Mas o curto livro que Gottlieb escreveu antes mesmo de Tubarão tornar-se o sucesso que se tornou é mais do que apenas um dos melhores livros sobre a realização de uma obra cinematográfica. Apesar de existirem diversas obras literárias sobre a produção dos mais variados filmes – o mais antigo deles, até onde sei, é o sensacional e singelamente intitulado Filme, de Lillian Ross, sobre A Glória de um Covarde, retumbante fracasso de John Huston -, Tubarão: Diário de Bordo é um raríssimo exemplar de um making of literário escrito por alguém que efetivamente participou da produção da obra do começo ao fim, sendo realmente uma das forças motrizes para o sucesso do longa.

Ross também participou da produção do citado filme de guerra de Huston, vale lembrar, mas apenas na qualidade de jornalista observadora com o objetivo de escrever um relato sobre a produção. Gottlieb, que dividiu os créditos de roteiro com o próprio Peter Benchley, redator das primeiras versões do roteiro, arregaçou as mangas diariamente em locação, na ilha de Martha’s Vineyard, na região nordeste dos EUA, inclusive dividindo a casa principal com o próprio Steven Spielberg, para fazer todas as alterações de roteiro nos poucos dias entre sua contratação e o início das filmagens e, também e principalmente, durante as referidas filmagens, além de fazer uma ponta como ator, no papel de Harry Meadows, editor do jornal da fictícia ilha de Amity, ponta essa que, ironicamente, ele mesmo teve que drasticamente reduzir durante suas revisões do texto, criando, como ele mesmo diz, um conflito mental entre sua persona roteirista e sua persona ator.
|---|
*ENUNCIADO:* Pode reproduzir, do trecho sobre o livro de Gottlieb, a passagem que começa em "Mas o curto" e vai até "sucesso do longa.", sem mudar nada? Os registros não têm papel algum aqui.

Dados de anotação por pontos:
|---|
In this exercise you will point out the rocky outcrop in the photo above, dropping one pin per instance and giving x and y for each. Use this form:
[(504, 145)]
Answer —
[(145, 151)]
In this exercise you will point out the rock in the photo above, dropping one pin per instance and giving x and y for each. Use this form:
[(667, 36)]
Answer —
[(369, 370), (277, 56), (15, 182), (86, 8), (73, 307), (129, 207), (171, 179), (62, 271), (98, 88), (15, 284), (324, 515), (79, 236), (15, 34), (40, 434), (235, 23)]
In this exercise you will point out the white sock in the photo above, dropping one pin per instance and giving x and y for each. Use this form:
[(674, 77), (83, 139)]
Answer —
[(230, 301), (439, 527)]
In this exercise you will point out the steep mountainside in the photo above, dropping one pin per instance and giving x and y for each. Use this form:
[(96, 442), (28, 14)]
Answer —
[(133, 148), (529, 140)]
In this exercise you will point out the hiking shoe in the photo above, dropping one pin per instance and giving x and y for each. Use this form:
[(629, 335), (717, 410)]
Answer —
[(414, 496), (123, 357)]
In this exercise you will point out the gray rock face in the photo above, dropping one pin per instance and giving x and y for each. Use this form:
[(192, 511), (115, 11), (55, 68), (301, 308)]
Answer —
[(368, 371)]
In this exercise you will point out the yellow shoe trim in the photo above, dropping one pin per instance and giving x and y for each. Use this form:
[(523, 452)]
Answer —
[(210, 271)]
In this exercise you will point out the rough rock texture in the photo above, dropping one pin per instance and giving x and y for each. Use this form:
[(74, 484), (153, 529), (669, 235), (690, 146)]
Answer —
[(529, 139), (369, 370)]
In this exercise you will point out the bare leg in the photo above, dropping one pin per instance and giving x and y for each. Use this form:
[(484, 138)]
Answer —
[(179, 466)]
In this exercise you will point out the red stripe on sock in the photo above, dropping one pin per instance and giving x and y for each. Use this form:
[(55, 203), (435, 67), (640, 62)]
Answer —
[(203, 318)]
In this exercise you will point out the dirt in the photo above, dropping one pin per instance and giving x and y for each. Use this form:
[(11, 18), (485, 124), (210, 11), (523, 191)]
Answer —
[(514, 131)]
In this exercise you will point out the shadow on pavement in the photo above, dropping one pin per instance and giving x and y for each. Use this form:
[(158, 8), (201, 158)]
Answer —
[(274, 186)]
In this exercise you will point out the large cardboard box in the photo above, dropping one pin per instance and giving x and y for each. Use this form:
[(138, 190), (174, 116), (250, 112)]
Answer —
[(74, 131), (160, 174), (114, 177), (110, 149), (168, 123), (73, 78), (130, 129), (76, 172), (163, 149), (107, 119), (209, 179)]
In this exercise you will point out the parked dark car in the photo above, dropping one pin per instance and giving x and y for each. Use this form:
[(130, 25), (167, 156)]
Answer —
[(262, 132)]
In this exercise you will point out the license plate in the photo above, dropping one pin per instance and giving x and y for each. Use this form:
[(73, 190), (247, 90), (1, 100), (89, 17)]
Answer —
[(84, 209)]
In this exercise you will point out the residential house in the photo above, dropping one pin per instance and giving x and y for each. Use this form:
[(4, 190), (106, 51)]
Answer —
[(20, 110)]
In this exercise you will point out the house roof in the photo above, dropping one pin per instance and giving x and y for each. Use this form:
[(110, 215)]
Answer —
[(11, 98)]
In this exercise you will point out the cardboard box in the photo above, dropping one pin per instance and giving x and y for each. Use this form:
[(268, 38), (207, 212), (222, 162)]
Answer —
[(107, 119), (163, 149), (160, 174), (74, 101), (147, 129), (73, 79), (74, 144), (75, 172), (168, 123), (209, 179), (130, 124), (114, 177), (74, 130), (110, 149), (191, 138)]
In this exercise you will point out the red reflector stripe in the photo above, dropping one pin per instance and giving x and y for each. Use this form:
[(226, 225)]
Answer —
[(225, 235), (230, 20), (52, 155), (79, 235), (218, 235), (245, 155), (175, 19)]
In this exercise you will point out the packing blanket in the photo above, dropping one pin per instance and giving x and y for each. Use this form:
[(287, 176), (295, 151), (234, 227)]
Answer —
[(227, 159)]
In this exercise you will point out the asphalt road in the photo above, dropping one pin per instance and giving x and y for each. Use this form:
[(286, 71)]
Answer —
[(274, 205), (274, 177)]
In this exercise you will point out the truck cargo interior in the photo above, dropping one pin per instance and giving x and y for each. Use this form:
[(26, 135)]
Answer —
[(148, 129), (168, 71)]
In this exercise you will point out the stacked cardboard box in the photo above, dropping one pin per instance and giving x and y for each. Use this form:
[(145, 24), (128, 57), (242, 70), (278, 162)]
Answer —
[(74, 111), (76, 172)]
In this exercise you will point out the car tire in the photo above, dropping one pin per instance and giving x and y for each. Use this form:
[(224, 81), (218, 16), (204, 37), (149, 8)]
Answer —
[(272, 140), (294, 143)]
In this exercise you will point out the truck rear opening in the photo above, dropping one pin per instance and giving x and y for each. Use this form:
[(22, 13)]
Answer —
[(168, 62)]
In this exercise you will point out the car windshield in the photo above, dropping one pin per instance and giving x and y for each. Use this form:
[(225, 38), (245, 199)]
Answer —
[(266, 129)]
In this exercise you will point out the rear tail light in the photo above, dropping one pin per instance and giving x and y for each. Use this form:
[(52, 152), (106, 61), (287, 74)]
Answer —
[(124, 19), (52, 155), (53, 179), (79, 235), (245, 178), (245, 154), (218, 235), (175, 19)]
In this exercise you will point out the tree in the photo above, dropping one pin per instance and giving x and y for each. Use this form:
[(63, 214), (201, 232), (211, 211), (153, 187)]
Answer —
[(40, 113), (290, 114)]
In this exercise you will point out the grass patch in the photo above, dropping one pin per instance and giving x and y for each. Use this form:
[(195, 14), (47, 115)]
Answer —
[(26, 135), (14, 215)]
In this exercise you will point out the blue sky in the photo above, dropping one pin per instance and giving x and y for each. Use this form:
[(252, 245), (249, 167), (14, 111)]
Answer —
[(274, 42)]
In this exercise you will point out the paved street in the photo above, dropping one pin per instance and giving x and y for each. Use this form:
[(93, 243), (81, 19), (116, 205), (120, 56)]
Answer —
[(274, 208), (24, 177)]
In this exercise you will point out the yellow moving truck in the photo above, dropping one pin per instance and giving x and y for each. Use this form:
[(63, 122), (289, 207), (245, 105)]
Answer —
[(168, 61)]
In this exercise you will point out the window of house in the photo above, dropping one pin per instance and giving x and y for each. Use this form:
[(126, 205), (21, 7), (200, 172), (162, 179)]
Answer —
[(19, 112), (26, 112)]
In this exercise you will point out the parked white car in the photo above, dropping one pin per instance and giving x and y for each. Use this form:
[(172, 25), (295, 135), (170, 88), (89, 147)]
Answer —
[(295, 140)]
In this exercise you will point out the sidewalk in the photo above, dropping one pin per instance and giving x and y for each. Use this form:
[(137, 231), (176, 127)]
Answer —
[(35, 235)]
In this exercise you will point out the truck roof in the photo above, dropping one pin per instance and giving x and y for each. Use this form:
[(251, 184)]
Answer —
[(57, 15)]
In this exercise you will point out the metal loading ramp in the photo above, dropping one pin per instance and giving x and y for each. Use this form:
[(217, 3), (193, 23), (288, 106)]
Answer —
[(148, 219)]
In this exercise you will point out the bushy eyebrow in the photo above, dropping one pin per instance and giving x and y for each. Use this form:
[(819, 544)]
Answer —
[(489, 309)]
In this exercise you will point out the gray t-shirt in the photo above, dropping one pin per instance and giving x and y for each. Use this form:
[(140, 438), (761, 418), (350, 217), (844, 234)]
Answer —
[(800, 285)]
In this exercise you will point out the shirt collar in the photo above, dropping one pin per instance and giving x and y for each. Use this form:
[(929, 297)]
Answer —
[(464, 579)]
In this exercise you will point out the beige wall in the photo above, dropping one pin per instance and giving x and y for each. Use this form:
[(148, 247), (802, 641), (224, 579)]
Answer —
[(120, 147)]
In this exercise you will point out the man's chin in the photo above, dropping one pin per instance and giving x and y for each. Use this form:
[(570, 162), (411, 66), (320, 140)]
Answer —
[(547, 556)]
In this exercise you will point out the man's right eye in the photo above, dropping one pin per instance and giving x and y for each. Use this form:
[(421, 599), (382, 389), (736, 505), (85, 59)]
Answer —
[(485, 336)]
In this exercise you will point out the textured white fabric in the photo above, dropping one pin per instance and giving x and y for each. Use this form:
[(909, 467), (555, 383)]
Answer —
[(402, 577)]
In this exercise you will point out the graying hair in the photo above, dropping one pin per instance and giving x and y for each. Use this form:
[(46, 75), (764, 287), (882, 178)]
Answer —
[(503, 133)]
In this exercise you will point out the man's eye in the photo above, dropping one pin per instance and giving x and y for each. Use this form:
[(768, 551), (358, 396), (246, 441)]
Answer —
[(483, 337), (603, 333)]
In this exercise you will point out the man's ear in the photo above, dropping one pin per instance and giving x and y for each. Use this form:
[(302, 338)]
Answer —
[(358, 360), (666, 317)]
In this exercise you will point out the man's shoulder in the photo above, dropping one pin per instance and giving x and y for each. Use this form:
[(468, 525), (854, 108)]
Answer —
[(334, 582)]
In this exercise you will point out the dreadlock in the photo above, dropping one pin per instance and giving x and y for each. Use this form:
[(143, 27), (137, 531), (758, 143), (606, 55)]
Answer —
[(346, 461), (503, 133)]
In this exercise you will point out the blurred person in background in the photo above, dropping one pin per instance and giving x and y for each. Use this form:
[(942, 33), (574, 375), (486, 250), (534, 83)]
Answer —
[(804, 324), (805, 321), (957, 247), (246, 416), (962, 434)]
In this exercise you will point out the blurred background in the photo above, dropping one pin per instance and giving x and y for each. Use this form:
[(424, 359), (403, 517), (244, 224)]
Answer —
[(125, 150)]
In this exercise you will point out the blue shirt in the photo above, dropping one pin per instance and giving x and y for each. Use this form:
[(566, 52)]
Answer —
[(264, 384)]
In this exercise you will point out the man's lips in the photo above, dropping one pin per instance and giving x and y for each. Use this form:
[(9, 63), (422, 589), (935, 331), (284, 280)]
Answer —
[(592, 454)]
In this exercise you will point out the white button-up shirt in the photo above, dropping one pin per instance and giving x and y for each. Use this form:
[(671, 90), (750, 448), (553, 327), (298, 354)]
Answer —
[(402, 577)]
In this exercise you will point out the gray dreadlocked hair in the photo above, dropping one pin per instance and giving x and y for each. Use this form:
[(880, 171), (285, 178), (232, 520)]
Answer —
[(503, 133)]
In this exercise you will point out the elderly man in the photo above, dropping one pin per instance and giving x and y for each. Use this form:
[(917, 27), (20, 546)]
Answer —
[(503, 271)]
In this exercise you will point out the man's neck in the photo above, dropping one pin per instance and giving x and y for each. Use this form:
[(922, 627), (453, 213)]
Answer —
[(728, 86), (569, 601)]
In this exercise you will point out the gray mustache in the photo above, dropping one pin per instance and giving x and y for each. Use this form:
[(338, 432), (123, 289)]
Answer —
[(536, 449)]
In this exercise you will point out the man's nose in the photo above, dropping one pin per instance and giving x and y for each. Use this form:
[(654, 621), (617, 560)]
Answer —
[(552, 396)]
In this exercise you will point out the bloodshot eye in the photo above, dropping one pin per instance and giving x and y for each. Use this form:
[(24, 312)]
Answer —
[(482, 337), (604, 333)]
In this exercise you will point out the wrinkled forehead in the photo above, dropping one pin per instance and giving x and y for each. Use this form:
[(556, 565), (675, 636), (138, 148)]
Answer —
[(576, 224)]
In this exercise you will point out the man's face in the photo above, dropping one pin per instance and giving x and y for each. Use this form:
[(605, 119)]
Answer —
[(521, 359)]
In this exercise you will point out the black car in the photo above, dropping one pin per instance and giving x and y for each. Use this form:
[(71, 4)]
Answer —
|---|
*RESPOSTA COMPLETA:*
Mas o curto livro que Gottlieb escreveu antes mesmo de Tubarão tornar-se o sucesso que se tornou é mais do que apenas um dos melhores livros sobre a realização de uma obra cinematográfica. Apesar de existirem diversas obras literárias sobre a produção dos mais variados filmes – o mais antigo deles, até onde sei, é o sensacional e singelamente intitulado Filme, de Lillian Ross, sobre A Glória de um Covarde, retumbante fracasso de John Huston -, Tubarão: Diário de Bordo é um raríssimo exemplar de um making of literário escrito por alguém que efetivamente participou da produção da obra do começo ao fim, sendo realmente uma das forças motrizes para o sucesso do longa.